#### [TASK STATEMENT]
Rewrite the lines of every entry below as a numbered list, skipping any blank lines. Leave the pictures out of your answer.

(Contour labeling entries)

--- Begin ---

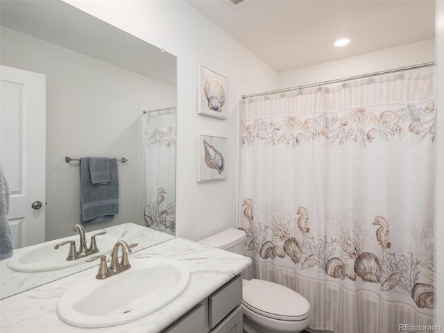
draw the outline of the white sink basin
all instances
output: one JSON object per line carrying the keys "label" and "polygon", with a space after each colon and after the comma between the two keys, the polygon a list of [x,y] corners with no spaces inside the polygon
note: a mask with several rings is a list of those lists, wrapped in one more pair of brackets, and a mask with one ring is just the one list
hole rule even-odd
{"label": "white sink basin", "polygon": [[[76,247],[78,248],[78,236],[73,236],[27,246],[14,250],[12,257],[10,257],[8,263],[8,267],[17,272],[33,273],[55,271],[80,264],[85,264],[85,260],[89,257],[110,253],[118,239],[106,234],[96,236],[96,241],[99,252],[76,260],[67,260],[69,244],[60,246],[58,250],[54,249],[56,244],[67,240],[75,240]],[[88,240],[88,245],[89,241]],[[97,264],[99,264],[98,262],[89,265],[94,266]]]}
{"label": "white sink basin", "polygon": [[188,286],[189,271],[166,259],[130,258],[131,268],[104,280],[96,271],[60,297],[57,314],[79,327],[106,327],[129,323],[166,305]]}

--- End ---

#### [RESULT]
1. draw the outline of the white sink basin
2. all instances
3. output: one JSON object per line carrying the keys "label" and "polygon", with a space after each colon and after the comma between the two keys, the polygon a list of [x,y] corners with no spaces inside the polygon
4. note: a mask with several rings is a list of those lists, wrapped in one more pair of brackets, and a mask with one ring is just the one list
5. hole rule even-odd
6. {"label": "white sink basin", "polygon": [[[76,247],[78,248],[78,236],[73,236],[27,246],[14,250],[12,257],[10,257],[8,263],[8,267],[17,272],[33,273],[55,271],[80,264],[85,264],[85,260],[89,257],[110,253],[118,239],[106,234],[96,236],[96,241],[99,252],[76,260],[67,260],[69,244],[60,246],[58,250],[54,249],[56,244],[67,240],[75,240]],[[88,240],[88,245],[89,241]],[[97,264],[99,264],[98,262],[89,265],[94,266]]]}
7. {"label": "white sink basin", "polygon": [[188,286],[189,271],[166,259],[130,258],[131,268],[104,280],[96,271],[60,297],[57,314],[79,327],[106,327],[129,323],[166,305]]}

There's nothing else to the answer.